* _Your instructions_
Collect every line of the records below that contains the word "noun" and copy each one in full.

* _Task input_
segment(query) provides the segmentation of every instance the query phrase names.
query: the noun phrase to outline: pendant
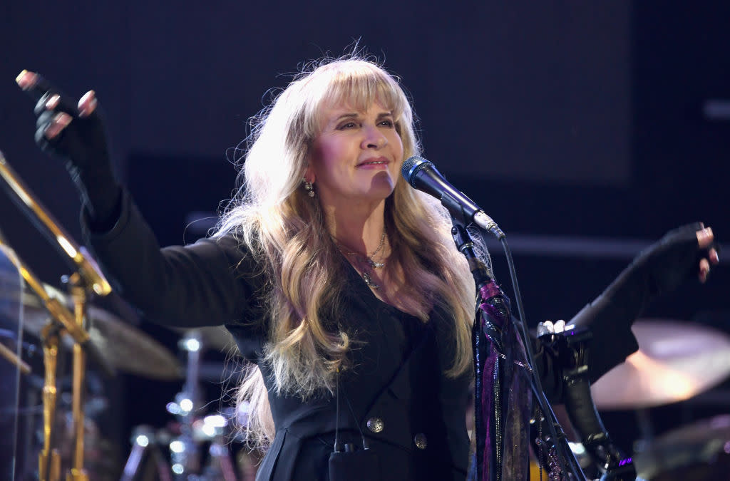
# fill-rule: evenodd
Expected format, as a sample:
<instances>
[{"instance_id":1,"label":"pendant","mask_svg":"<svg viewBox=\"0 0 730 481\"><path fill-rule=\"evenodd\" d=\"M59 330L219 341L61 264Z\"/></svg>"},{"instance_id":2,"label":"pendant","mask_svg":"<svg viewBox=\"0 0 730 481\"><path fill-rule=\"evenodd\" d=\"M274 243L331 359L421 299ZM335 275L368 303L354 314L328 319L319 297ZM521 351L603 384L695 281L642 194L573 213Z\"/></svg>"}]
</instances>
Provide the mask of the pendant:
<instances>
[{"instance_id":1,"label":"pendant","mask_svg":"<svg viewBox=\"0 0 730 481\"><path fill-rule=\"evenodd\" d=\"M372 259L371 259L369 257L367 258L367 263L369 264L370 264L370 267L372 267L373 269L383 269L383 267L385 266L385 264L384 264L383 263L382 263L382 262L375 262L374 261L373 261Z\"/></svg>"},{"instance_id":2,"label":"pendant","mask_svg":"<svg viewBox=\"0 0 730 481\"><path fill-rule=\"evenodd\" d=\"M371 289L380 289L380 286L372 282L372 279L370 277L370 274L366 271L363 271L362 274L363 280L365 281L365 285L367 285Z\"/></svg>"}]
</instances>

==

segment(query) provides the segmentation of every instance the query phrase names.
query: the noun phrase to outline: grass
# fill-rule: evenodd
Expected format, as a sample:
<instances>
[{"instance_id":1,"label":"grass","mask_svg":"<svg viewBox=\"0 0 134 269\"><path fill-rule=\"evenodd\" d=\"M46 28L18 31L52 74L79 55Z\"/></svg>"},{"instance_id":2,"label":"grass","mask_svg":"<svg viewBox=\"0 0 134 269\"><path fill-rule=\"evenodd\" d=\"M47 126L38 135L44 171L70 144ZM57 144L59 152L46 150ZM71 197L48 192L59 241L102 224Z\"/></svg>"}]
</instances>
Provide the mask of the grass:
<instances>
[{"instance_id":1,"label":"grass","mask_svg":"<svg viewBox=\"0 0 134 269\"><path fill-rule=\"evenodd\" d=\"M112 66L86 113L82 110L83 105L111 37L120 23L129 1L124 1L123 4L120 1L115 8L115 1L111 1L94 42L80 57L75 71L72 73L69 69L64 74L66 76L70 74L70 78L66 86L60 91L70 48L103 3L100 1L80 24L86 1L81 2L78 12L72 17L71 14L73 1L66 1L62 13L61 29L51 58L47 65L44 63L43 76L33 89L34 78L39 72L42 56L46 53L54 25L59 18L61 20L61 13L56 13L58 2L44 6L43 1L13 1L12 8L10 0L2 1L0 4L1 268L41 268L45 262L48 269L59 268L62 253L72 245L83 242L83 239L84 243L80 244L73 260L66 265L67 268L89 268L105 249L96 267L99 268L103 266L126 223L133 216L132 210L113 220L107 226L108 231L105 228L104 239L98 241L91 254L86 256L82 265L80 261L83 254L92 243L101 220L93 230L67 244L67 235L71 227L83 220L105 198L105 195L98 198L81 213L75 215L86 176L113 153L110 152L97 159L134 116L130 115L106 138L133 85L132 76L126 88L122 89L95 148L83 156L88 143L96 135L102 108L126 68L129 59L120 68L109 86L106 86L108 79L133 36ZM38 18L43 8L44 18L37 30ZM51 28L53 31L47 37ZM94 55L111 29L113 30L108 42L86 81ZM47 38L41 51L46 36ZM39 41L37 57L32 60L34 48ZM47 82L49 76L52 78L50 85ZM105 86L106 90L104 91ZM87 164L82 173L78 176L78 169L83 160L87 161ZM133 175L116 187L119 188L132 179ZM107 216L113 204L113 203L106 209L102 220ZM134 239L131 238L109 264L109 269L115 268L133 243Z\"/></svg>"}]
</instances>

* _Output of the task_
query: the noun phrase to outline: pendant
query: the noun phrase to outline: grass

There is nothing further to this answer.